• _TASK STATEMENT_: Go through the material below and tally every line with the string "lawn". Reply with the number only.

• _TASK INPUTS_:
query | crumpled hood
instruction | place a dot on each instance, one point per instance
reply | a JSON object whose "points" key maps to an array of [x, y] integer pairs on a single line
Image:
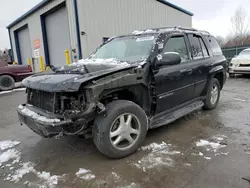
{"points": [[70, 78]]}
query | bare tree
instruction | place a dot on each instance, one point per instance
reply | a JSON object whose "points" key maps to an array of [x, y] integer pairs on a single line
{"points": [[240, 23], [221, 40]]}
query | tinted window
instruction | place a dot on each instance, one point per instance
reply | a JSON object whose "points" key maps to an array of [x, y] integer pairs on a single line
{"points": [[204, 49], [177, 44], [215, 47], [195, 47]]}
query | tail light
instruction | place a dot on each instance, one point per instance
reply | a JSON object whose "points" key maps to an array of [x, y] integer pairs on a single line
{"points": [[30, 68]]}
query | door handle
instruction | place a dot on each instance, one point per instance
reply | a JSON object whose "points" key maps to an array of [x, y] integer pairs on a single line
{"points": [[186, 70]]}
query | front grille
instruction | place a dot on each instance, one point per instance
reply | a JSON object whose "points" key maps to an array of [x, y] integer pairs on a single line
{"points": [[41, 99]]}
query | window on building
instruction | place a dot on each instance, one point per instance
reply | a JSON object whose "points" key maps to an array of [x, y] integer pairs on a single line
{"points": [[215, 47], [196, 48], [177, 44]]}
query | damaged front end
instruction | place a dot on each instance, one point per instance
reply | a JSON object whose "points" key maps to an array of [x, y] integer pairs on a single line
{"points": [[49, 114]]}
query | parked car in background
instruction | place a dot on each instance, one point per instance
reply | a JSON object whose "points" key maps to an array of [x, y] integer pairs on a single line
{"points": [[130, 84], [240, 64], [9, 74]]}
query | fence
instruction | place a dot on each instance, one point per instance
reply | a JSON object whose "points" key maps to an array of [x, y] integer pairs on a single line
{"points": [[230, 52]]}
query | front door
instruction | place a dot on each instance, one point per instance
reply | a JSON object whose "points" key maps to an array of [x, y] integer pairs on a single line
{"points": [[201, 63], [175, 83]]}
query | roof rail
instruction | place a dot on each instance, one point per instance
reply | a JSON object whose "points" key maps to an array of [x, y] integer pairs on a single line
{"points": [[175, 28]]}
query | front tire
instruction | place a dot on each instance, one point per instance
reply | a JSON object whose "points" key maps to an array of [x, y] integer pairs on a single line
{"points": [[213, 94], [121, 130], [6, 83]]}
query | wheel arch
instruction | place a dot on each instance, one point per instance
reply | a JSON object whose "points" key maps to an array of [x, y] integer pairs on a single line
{"points": [[218, 73], [138, 94]]}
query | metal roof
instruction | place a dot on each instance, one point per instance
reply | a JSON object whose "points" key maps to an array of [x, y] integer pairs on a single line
{"points": [[31, 11], [176, 7], [44, 2]]}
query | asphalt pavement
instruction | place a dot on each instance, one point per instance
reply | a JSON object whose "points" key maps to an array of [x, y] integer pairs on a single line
{"points": [[206, 149]]}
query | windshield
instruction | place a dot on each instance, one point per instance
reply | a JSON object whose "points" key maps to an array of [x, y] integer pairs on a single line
{"points": [[245, 53], [132, 48]]}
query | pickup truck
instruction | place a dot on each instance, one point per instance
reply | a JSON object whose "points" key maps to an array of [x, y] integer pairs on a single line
{"points": [[9, 74]]}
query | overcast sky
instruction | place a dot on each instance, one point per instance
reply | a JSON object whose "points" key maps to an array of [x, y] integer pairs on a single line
{"points": [[211, 15]]}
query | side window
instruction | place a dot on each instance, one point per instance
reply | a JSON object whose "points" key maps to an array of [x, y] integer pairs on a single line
{"points": [[215, 47], [177, 44], [204, 49], [196, 48]]}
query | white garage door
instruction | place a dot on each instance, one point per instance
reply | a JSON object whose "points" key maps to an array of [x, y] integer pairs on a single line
{"points": [[58, 40], [24, 45]]}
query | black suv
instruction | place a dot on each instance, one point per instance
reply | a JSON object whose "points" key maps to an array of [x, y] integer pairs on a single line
{"points": [[130, 84]]}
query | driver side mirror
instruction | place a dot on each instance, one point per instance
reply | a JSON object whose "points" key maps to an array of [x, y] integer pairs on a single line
{"points": [[170, 58]]}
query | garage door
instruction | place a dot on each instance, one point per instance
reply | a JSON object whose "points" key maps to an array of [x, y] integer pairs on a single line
{"points": [[58, 40], [24, 45]]}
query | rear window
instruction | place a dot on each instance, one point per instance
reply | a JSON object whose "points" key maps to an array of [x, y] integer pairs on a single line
{"points": [[215, 47]]}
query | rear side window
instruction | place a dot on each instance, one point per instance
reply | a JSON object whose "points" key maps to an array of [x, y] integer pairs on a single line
{"points": [[196, 48], [177, 44], [204, 48], [215, 47]]}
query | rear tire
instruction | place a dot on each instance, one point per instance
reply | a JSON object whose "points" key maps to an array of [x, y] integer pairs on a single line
{"points": [[213, 94], [121, 130], [6, 83]]}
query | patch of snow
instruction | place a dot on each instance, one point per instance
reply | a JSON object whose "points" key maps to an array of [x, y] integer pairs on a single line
{"points": [[10, 91], [85, 174], [115, 175], [110, 61], [36, 116], [7, 144], [204, 143], [159, 156], [224, 153], [187, 164], [154, 146], [241, 100], [11, 154], [50, 181], [25, 169], [208, 158], [87, 177], [132, 185]]}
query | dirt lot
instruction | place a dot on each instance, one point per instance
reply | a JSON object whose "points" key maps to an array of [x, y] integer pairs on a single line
{"points": [[204, 149]]}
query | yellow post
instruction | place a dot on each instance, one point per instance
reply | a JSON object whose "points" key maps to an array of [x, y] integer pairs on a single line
{"points": [[66, 53], [28, 61], [41, 64]]}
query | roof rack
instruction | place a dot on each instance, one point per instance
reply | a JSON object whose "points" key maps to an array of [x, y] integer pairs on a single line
{"points": [[175, 28]]}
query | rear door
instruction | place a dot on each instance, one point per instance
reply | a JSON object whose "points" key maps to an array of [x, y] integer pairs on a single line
{"points": [[201, 63], [175, 83]]}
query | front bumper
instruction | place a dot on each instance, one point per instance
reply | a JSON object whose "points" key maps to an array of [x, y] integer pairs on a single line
{"points": [[44, 128], [239, 70]]}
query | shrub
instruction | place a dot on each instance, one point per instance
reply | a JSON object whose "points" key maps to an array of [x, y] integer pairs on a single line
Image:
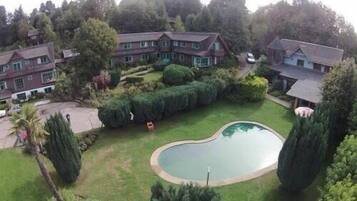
{"points": [[134, 79], [161, 64], [177, 74], [185, 192], [304, 151], [62, 148], [250, 89], [115, 113], [115, 77]]}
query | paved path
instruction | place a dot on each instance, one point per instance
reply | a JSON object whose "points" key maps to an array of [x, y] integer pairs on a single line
{"points": [[278, 101], [82, 119]]}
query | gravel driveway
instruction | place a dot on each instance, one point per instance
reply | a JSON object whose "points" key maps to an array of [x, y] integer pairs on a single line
{"points": [[82, 119]]}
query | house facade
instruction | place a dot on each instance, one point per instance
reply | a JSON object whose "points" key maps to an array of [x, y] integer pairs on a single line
{"points": [[301, 67], [26, 72], [188, 48]]}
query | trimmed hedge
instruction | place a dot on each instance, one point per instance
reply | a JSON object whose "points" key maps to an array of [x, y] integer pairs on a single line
{"points": [[176, 74], [167, 102], [115, 113]]}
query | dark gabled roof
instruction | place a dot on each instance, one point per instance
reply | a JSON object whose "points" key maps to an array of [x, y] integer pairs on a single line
{"points": [[28, 53], [315, 53], [136, 37]]}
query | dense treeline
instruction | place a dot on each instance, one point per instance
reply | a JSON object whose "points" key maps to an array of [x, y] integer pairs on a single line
{"points": [[301, 20]]}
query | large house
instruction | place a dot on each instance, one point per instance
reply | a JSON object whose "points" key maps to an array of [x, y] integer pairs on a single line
{"points": [[189, 48], [301, 66], [25, 72]]}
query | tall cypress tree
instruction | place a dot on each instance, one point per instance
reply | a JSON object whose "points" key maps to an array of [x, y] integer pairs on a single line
{"points": [[303, 152], [62, 148]]}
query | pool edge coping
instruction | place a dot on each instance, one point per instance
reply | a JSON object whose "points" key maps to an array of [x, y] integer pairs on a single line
{"points": [[155, 166]]}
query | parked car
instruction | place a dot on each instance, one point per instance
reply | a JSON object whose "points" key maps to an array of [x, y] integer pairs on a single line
{"points": [[250, 58], [14, 109], [2, 113]]}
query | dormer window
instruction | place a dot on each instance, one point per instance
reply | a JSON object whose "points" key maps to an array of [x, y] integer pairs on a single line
{"points": [[195, 46], [17, 66], [4, 68], [127, 45], [143, 44]]}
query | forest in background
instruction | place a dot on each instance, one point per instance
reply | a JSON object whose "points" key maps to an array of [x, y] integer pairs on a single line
{"points": [[301, 20]]}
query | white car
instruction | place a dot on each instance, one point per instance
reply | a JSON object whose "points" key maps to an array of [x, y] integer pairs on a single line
{"points": [[250, 58], [2, 113]]}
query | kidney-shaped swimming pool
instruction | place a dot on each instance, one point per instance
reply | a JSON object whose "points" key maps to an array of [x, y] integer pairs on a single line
{"points": [[237, 152]]}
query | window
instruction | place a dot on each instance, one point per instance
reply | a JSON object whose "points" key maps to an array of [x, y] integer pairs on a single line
{"points": [[34, 92], [143, 44], [127, 45], [4, 68], [44, 60], [144, 57], [2, 85], [175, 43], [216, 46], [19, 83], [195, 46], [48, 90], [300, 62], [47, 77], [181, 57], [17, 66], [128, 59]]}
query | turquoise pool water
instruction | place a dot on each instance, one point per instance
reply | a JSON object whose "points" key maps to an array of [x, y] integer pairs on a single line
{"points": [[241, 149]]}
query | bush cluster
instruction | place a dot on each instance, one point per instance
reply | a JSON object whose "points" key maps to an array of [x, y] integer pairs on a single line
{"points": [[177, 74], [166, 102], [250, 89], [153, 106], [115, 113]]}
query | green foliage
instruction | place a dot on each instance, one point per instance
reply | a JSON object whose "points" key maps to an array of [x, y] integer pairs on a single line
{"points": [[115, 113], [62, 148], [250, 89], [176, 74], [352, 125], [95, 42], [341, 177], [304, 151], [339, 91], [134, 79], [179, 26], [162, 103], [187, 192], [115, 76]]}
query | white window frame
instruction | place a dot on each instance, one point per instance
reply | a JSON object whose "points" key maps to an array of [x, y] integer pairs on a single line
{"points": [[127, 46], [14, 65], [23, 83], [47, 73], [130, 60], [3, 83]]}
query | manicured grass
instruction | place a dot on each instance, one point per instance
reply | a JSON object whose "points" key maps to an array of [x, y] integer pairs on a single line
{"points": [[117, 167], [153, 76]]}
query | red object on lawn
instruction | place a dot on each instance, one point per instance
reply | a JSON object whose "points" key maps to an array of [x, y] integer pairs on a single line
{"points": [[150, 126]]}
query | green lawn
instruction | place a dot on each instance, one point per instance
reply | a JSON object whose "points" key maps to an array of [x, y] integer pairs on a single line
{"points": [[117, 167], [153, 76]]}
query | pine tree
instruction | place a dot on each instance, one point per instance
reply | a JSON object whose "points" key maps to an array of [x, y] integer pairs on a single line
{"points": [[303, 152], [62, 148]]}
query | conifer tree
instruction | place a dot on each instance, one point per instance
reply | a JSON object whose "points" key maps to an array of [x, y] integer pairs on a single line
{"points": [[62, 148], [304, 151]]}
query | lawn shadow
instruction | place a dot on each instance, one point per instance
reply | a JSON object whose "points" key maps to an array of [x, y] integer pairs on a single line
{"points": [[32, 190]]}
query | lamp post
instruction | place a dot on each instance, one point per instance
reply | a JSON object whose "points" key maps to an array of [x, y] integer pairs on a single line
{"points": [[208, 172]]}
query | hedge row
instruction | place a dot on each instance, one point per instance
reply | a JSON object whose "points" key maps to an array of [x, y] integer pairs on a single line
{"points": [[157, 105]]}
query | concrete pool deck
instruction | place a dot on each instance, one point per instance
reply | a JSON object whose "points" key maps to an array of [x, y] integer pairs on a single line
{"points": [[154, 161]]}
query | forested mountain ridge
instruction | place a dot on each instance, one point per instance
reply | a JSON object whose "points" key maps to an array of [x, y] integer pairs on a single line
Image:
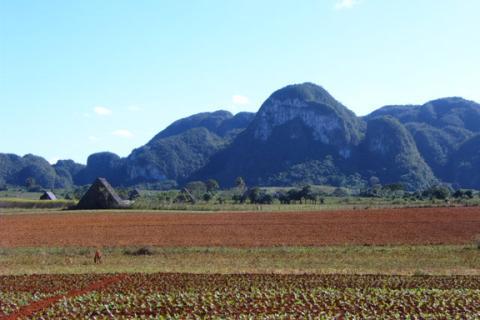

• _EXERCISE ANSWER_: 3